Dataset:
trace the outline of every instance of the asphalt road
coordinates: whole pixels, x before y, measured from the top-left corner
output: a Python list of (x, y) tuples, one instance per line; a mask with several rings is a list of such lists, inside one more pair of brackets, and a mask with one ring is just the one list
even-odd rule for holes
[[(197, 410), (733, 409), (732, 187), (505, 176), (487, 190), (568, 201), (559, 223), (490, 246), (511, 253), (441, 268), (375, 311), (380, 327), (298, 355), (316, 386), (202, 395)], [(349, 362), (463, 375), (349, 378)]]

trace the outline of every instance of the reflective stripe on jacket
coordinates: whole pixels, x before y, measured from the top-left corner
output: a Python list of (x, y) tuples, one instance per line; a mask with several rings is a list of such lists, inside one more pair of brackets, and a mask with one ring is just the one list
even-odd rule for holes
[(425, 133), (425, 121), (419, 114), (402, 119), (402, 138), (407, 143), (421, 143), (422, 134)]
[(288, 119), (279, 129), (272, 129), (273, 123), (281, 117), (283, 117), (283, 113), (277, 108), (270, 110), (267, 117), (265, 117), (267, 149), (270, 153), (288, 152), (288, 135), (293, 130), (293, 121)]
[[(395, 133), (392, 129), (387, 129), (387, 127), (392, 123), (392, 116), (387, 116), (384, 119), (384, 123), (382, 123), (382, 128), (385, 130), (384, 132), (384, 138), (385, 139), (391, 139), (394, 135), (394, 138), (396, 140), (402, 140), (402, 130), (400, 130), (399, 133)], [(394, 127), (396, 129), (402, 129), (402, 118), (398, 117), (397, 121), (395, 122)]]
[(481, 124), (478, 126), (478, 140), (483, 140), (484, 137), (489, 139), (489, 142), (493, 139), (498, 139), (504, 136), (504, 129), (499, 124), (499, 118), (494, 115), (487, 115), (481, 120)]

---

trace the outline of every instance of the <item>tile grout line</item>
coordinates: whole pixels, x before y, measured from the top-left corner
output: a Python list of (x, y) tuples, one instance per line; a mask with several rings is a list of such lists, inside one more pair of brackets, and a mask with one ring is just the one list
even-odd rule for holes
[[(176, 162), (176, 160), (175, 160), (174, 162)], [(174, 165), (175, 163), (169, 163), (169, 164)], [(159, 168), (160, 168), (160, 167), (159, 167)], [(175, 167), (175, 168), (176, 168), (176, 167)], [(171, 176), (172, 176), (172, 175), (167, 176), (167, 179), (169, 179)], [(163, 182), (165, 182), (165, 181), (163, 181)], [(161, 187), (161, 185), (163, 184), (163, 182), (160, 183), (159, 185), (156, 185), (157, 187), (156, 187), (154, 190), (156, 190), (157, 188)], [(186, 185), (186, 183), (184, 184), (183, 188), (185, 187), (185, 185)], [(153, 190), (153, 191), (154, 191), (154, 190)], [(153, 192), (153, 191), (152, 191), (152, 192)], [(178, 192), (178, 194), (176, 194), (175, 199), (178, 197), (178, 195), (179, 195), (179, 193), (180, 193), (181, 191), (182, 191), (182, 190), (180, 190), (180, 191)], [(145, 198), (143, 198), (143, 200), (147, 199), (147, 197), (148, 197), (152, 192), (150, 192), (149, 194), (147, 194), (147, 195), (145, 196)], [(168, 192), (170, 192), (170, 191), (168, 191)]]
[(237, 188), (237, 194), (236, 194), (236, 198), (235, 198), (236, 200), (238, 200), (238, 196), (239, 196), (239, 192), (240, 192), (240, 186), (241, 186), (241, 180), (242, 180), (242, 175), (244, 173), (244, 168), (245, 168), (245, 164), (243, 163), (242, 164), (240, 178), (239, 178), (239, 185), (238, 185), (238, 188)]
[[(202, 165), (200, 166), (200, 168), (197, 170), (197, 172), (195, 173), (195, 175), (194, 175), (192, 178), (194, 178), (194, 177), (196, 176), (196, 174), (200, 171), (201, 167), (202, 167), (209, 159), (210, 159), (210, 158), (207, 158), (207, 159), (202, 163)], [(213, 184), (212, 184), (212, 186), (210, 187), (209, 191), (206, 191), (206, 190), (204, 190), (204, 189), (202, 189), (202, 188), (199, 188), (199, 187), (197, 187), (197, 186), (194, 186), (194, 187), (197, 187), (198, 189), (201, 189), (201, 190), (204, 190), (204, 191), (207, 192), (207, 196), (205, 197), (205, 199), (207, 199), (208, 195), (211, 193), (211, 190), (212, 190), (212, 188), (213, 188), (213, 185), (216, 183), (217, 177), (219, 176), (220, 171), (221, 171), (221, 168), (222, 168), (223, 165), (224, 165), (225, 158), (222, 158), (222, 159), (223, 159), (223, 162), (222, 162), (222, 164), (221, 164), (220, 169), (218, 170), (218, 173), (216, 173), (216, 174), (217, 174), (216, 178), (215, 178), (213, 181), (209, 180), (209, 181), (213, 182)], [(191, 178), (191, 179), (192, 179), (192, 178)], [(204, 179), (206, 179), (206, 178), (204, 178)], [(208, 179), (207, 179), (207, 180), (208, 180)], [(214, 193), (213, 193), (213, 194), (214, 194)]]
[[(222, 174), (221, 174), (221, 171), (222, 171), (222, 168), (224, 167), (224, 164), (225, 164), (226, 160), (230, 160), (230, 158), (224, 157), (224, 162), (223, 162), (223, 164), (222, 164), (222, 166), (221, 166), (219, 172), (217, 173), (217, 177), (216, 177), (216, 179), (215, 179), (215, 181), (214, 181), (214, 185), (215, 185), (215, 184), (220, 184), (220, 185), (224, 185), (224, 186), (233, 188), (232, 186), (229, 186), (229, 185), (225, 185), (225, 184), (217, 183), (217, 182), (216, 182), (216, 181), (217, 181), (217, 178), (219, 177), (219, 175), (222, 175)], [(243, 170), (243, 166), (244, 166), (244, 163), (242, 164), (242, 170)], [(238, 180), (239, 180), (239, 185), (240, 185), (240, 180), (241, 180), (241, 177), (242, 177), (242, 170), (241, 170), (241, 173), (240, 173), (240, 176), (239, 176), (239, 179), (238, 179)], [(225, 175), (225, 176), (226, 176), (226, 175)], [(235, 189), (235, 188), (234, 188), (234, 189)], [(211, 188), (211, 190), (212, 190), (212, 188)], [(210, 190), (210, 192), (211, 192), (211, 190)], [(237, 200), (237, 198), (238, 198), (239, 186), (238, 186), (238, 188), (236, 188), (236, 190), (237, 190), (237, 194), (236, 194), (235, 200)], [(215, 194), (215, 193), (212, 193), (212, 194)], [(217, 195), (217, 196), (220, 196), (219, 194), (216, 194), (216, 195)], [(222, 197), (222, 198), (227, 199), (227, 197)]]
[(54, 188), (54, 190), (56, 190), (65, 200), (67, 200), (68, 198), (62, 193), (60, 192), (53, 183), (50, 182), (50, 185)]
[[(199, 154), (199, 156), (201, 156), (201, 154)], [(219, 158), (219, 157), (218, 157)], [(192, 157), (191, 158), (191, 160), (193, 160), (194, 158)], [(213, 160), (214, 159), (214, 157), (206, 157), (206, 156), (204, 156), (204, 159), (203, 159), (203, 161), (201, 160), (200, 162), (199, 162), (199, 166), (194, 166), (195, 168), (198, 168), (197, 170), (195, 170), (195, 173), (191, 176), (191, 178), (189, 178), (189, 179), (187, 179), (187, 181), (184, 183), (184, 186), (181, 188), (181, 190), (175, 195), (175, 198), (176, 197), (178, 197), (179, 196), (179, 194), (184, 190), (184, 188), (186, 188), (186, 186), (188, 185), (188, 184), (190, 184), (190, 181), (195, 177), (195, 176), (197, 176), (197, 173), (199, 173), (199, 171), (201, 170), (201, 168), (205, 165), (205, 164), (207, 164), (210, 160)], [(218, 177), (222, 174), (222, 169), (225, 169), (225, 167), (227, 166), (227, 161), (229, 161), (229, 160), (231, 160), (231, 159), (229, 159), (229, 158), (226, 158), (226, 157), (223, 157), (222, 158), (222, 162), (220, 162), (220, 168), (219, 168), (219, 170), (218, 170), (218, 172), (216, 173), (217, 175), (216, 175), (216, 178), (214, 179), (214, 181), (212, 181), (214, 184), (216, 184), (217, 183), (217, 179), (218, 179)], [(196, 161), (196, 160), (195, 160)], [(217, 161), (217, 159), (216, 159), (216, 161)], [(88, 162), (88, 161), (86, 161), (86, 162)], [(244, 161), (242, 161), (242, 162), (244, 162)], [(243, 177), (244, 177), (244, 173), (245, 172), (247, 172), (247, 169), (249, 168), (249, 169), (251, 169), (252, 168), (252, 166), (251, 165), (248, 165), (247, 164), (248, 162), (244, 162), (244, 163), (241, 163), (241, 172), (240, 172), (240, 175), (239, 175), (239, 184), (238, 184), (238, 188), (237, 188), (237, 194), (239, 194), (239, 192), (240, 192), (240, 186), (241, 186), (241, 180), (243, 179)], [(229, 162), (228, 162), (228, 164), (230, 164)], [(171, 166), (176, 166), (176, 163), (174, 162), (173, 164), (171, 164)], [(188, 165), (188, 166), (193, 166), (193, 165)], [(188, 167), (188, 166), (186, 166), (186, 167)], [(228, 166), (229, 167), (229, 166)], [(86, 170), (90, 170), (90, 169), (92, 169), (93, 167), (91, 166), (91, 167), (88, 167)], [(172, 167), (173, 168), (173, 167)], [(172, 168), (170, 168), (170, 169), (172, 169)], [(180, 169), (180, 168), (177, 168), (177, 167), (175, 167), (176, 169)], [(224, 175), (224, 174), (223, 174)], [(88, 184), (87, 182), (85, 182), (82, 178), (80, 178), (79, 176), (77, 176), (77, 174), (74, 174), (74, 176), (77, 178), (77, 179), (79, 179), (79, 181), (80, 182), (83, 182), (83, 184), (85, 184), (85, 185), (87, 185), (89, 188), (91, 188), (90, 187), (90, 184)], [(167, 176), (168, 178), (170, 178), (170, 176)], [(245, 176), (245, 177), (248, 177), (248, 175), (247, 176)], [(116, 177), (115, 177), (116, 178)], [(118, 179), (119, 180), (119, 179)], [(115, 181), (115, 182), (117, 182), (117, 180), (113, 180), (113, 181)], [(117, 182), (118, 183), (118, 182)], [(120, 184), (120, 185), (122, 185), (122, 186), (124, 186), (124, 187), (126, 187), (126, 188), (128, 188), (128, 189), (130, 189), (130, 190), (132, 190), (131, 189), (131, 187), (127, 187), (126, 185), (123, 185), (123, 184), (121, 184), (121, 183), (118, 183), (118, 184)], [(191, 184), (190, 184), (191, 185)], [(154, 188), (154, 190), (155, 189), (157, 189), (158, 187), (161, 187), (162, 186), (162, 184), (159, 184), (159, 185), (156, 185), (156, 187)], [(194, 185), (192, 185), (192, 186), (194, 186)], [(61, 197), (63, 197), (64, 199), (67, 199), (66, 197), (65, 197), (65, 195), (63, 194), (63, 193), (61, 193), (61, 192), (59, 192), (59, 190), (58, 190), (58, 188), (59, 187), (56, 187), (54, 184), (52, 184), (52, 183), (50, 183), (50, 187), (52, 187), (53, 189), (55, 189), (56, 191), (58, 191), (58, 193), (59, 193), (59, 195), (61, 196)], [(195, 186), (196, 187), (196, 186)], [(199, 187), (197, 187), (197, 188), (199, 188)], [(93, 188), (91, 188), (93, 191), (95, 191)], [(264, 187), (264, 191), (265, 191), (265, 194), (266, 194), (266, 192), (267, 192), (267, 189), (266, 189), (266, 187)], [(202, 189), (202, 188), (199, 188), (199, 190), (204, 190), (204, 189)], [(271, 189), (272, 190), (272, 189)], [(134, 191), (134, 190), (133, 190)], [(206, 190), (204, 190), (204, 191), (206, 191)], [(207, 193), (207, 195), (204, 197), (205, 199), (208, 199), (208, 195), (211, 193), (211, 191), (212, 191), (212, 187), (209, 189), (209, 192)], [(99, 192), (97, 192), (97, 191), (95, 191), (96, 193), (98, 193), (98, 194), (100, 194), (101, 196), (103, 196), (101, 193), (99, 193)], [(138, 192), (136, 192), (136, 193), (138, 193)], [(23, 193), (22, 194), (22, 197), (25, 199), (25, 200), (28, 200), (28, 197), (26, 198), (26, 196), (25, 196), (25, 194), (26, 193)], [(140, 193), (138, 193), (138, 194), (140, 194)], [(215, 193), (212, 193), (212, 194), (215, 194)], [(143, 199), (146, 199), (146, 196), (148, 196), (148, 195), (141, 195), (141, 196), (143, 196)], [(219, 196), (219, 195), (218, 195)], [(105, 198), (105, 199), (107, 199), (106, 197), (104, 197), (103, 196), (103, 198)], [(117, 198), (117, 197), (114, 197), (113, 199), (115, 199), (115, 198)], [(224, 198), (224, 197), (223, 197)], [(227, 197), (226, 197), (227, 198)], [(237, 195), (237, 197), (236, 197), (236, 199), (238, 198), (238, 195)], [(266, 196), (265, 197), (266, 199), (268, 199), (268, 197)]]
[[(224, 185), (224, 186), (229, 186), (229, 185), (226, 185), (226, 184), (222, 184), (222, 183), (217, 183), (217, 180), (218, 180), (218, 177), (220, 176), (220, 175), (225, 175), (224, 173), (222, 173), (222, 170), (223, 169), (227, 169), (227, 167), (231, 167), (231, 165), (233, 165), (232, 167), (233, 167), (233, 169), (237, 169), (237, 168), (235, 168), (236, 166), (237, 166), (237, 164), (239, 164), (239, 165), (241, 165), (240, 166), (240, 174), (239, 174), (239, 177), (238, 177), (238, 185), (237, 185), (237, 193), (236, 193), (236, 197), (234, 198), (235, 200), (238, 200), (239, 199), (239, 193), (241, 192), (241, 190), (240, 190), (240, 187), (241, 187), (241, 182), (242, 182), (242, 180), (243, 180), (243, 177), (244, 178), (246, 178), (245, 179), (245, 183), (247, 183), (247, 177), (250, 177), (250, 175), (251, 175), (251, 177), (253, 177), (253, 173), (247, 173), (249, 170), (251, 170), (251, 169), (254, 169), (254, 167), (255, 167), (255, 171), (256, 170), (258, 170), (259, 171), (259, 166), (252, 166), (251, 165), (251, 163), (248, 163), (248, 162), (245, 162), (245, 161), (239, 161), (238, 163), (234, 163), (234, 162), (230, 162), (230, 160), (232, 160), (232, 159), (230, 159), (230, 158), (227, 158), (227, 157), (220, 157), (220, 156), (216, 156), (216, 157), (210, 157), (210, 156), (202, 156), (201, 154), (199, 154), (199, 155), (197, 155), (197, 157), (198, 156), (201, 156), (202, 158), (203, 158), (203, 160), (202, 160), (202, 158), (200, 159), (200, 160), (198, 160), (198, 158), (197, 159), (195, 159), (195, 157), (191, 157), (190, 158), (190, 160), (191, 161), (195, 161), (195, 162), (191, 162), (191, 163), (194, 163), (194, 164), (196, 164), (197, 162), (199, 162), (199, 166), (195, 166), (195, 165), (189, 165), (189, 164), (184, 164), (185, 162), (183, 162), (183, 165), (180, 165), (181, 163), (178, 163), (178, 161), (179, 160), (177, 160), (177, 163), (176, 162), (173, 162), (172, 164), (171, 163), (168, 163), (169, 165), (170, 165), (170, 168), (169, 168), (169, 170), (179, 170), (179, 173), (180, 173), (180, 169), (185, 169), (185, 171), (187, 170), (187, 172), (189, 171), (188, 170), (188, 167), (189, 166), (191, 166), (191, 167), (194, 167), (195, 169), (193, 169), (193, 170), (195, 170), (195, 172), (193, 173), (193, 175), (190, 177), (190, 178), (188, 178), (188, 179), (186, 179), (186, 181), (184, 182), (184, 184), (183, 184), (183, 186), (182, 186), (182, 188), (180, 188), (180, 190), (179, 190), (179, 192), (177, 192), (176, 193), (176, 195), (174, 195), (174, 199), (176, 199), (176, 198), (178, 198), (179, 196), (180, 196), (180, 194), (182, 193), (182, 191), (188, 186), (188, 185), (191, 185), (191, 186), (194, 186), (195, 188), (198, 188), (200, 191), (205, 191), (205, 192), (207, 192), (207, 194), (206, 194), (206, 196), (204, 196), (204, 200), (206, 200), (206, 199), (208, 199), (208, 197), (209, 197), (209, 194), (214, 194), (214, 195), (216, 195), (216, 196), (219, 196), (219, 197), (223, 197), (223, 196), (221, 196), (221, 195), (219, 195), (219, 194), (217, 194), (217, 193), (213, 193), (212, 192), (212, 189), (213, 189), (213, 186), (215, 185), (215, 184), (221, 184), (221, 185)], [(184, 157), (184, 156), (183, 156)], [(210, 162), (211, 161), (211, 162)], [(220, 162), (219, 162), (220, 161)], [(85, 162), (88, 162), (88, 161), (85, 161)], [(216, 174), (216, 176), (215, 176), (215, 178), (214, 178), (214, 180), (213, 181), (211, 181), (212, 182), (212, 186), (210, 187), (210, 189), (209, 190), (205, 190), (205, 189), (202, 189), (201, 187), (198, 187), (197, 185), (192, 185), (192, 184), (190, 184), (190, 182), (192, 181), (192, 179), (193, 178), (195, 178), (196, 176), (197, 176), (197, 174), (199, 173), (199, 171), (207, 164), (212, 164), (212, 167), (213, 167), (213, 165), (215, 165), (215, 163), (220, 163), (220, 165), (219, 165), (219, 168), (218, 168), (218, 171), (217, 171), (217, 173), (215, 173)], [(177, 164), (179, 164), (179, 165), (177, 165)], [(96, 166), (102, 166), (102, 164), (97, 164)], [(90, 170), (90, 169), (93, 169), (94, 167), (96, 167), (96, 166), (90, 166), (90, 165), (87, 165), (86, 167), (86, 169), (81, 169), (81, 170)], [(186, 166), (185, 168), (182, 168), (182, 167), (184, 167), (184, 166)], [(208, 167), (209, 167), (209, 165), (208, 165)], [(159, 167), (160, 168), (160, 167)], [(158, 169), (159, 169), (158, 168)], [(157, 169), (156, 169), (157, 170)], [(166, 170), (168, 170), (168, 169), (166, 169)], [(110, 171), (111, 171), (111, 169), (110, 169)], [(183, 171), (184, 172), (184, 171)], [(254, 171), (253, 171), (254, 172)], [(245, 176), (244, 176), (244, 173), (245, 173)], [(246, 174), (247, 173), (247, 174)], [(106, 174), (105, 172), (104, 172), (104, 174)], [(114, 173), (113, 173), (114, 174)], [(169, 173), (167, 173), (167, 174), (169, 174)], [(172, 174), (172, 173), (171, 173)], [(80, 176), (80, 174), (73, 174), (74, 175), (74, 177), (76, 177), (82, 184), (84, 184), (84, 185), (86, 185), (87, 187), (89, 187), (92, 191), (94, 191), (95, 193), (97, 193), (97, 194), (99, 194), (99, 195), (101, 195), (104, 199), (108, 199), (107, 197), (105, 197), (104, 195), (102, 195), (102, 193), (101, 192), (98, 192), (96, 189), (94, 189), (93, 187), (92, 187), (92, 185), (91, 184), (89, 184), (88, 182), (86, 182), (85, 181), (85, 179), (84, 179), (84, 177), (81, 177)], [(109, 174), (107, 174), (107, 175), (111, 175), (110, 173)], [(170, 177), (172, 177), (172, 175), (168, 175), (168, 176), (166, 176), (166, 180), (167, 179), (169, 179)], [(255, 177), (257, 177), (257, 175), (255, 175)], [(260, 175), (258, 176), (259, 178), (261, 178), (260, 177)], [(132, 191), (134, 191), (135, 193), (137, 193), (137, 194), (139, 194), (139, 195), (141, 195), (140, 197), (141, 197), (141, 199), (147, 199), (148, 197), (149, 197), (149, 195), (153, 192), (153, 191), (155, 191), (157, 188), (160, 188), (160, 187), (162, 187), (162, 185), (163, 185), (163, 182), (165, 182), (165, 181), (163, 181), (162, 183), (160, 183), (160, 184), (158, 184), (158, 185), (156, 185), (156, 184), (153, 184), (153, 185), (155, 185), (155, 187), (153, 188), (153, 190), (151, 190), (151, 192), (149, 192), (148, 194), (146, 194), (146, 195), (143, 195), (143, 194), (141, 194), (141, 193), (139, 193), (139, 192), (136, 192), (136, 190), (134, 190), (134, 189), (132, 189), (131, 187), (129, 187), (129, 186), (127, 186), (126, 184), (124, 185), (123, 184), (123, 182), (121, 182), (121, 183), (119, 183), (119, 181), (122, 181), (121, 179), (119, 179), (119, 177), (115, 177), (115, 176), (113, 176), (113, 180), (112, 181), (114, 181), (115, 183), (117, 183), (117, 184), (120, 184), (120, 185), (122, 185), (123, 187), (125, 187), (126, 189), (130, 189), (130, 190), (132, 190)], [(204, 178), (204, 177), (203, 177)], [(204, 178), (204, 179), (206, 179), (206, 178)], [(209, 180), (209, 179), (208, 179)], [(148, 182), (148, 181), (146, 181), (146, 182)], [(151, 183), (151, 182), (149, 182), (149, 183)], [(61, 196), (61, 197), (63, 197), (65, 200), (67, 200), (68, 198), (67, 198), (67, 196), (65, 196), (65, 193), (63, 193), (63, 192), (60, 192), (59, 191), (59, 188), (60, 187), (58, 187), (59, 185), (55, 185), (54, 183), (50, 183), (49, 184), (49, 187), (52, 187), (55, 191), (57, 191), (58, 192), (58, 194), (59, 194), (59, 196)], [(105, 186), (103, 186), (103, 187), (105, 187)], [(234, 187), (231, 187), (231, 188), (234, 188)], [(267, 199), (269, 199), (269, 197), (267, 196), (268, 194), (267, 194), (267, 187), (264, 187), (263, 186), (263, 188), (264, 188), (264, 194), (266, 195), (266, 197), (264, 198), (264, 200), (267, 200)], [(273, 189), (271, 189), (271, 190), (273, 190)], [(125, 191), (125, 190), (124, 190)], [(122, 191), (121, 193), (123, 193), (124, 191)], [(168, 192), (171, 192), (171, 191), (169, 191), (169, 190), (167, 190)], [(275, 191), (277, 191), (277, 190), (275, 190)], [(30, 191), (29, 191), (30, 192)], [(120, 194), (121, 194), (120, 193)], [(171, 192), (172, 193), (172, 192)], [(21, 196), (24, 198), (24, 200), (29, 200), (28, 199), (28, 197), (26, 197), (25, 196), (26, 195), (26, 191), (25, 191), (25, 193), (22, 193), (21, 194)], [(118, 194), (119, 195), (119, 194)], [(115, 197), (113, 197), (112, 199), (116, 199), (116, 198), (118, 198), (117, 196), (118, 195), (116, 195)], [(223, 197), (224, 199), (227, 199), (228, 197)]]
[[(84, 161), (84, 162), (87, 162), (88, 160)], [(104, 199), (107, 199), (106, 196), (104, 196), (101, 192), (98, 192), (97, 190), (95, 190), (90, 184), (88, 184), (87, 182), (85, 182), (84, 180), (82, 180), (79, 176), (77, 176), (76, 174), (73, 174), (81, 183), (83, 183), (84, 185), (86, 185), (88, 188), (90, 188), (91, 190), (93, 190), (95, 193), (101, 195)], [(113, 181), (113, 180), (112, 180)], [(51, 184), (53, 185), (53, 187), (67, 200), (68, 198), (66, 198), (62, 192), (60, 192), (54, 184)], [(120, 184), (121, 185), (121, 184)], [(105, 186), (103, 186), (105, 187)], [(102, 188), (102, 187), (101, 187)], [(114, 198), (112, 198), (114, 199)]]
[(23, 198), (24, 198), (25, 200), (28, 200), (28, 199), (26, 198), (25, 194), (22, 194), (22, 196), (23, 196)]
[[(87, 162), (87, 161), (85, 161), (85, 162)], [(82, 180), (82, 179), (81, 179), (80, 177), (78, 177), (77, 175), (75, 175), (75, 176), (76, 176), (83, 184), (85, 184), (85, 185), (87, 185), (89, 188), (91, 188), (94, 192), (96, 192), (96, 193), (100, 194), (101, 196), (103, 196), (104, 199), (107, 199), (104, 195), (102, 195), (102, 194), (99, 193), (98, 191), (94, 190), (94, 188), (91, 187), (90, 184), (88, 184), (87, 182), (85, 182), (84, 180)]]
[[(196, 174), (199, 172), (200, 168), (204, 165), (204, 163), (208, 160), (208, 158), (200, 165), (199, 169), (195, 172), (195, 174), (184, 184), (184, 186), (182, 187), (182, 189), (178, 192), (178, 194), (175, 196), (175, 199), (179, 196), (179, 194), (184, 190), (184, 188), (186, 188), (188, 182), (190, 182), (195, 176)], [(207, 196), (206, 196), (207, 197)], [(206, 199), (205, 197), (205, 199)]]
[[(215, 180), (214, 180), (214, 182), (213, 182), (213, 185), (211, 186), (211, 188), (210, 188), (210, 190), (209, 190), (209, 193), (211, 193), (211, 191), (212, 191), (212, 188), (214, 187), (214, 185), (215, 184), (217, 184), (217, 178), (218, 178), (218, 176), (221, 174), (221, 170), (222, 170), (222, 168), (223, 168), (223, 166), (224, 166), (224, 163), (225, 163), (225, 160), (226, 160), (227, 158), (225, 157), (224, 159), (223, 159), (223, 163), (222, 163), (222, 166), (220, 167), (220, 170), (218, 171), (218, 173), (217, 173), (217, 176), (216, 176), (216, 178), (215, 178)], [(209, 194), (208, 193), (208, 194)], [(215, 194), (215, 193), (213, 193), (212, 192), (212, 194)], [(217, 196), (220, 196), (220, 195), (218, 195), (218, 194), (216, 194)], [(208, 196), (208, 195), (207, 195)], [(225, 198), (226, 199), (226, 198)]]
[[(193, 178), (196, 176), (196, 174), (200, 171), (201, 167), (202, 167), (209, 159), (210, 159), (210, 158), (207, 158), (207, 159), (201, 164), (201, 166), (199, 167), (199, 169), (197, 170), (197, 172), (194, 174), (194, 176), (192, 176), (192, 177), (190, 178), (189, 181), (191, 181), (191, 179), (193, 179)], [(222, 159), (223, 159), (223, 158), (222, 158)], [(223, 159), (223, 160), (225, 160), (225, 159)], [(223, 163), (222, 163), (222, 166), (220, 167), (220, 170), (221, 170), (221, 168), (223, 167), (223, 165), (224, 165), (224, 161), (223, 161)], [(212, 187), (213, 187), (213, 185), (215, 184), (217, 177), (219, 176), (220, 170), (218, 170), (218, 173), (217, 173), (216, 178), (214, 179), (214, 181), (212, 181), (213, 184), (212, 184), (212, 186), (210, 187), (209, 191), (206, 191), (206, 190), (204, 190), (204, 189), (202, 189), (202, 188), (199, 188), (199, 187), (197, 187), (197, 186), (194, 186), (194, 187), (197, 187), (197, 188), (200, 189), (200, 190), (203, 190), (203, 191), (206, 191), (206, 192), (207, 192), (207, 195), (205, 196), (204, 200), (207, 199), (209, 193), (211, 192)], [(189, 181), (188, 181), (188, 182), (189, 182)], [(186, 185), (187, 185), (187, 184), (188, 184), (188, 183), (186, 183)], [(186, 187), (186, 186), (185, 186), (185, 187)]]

What to produce: How many lines in the records above contain the word "every"? Answer with the number alone.

Response to this task: 3